> Goal: Write the next part of the review of Mary Gordon's novel Payback, picking up after its final sentence.

> Text extract:
Sunny's bookshelf
Sunny's bookshelf photo by Judy Solomon

Online book reviews since 2011, the very best in reviewing – connecting good readers with equally good writers

Payback

Sign up to receive our latest reviews by email

Payback

Payback, Mary Gordon’s philosophically emotional tale of forty-seven years of planning and plotting payback for an act of betrayal.

Payback is Mary Gordon’s thirteenth novel. Like most of her work, this story comes packed with philosophically emotional ingredients. It begins in fictional Brimston, Arizona, February 2018, ending one year later, same city, same month but 2019. From Page 3 to Page 338, are forty-seven years.

Quin Archer, Agnes Vaughan, and those 47 years are the main characters. The back story includes mothers, fathers, college friends, husbands, and a whole lot of expected behavior just hanging on in the early 1970s. The difference between readers who are well into their senior years (me) and readers who are well into today’s fast-paced lives of social media is something Payback made me think about. Gordon covers a broad swath of ever-changing public mores: truth, dishonesty, personal integrity, religion, concern for others, sexuality.

Quin is the producer/star of a reality TV show called Payback, a show based on the philosophy of Ayn Rand’s theory of beneficent selfishness. Fans send Quin their stories of victimization, and she, in turn, finds the abusers and confronts them (with the abused in tow) live on national TV (including podcasts). In Quin’s world, there are no victims, only those unwilling to stand up to the wrongdoers and demand payback. The show’s success is worldwide. Part I of the novel closes with Quin’s announcement that her next broadcast will be personal. She will disclose the person who betrayed her. She reminds her enthusiastic and adoring fans that “FORGIVENESS WITHOUT PAYBACK KEEPS A VICTIM IN HIS CHAINS.”

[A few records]
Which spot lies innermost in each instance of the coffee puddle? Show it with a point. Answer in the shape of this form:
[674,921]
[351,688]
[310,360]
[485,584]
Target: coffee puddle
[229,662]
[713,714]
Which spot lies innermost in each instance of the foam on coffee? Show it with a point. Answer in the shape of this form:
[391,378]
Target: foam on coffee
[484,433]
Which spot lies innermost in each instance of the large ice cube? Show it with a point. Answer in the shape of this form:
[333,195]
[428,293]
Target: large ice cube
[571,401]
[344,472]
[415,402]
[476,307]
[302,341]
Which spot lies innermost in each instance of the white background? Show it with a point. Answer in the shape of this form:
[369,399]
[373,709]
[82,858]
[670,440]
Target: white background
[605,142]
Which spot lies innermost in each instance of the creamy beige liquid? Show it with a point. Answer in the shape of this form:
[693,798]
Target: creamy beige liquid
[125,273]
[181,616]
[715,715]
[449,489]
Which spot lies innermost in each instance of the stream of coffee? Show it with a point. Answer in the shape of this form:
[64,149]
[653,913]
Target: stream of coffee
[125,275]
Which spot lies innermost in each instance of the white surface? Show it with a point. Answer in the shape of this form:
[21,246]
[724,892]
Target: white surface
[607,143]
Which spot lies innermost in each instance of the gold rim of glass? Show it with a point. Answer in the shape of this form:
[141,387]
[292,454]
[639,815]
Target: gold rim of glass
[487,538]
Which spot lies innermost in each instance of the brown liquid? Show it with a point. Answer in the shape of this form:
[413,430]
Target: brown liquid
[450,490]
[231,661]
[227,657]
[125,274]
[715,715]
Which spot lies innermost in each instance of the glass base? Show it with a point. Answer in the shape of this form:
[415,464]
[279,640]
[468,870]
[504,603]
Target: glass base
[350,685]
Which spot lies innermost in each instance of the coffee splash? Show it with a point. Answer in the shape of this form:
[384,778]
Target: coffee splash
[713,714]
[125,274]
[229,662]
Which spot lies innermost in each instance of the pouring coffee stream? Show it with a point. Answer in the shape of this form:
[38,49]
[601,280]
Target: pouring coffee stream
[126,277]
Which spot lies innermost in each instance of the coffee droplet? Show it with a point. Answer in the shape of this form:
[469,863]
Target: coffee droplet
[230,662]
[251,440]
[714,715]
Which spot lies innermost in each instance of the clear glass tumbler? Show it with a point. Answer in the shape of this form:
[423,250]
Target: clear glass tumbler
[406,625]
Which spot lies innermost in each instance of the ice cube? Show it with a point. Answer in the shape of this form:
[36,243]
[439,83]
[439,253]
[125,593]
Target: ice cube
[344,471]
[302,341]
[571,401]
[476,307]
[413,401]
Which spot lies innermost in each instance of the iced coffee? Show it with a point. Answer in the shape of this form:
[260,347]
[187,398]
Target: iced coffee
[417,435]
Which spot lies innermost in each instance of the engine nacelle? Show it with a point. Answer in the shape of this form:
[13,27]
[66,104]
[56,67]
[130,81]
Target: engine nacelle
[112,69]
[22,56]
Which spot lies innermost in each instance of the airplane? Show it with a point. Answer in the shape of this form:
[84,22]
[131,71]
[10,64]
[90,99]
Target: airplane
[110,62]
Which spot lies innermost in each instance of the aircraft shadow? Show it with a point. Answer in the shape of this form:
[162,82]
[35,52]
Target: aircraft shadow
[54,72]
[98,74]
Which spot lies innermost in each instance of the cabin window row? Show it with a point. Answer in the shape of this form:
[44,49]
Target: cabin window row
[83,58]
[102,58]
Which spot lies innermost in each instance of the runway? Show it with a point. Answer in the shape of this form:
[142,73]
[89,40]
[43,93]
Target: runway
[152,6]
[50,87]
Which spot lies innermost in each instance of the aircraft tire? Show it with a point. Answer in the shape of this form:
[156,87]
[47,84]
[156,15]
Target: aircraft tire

> Answer below:
Part II steps back to April 1972. Agnes Vaughan is a young, recent college graduate who teaches art history at a posh all-girls high school in New Canterbury, Rhode Island. Fifteen-year-old Heidi Stolz is Agnes Vaughan’s most troubled and, at the same time, most intriguing student. Stolz, bright and outrageously obnoxious, socially distances herself from classmates and teachers. Kindhearted Agnes, who believes she has a responsibility as a teacher, attempts to engage Heidi’s interest in art by giving Heidi a ticket to a Guernica lecture to be held in New York City. In addition to the ticket, Agnes, having recently bought a very chic pair of red boots, which she later believes are much too stylish for her own tastes, gives the boots to Heidi, despite deeply worrying that she may have overstepped proper teacher/student boundaries.

Stolz attends the lecture (wearing the red boots), where, before leaving the museum, she meets an older gentleman who gives her more attention to both her looks and her brain than she’s ever experienced. Heidi masks her age with newly tried sophistication. The day does not end well. Heidi runs from the man’s apartment, takes the train home, and seeks solace from the only person she can trust, Agnes Vaughan. And kindhearted Agnes’ response to Heidi’s outpouring of her traumatic experience? “How could you have let that happen?” A betrayed Heidi turns and runs, never outdistancing that betrayal.

Agnes’ remorseful guilt causes skin rashes, depression, and more. She flees to Europe, eventually marries an Italian, and becomes Mrs. Di Martini of Rome. The only thing that has not fled is Agnes’s guilt over her treatment of Heidi. But Heidi, too, has run away; from her school and her family, living years in abject poverty and self-imposed sexual abuse. At some point, discovering Ayn Rand, Heidi gets a toehold and moves west, eventually becoming Quin Archer. We now hold our breaths. Unlike Quin’s fans, we know the name of her abuser. We don’t know when, but we know what’s coming.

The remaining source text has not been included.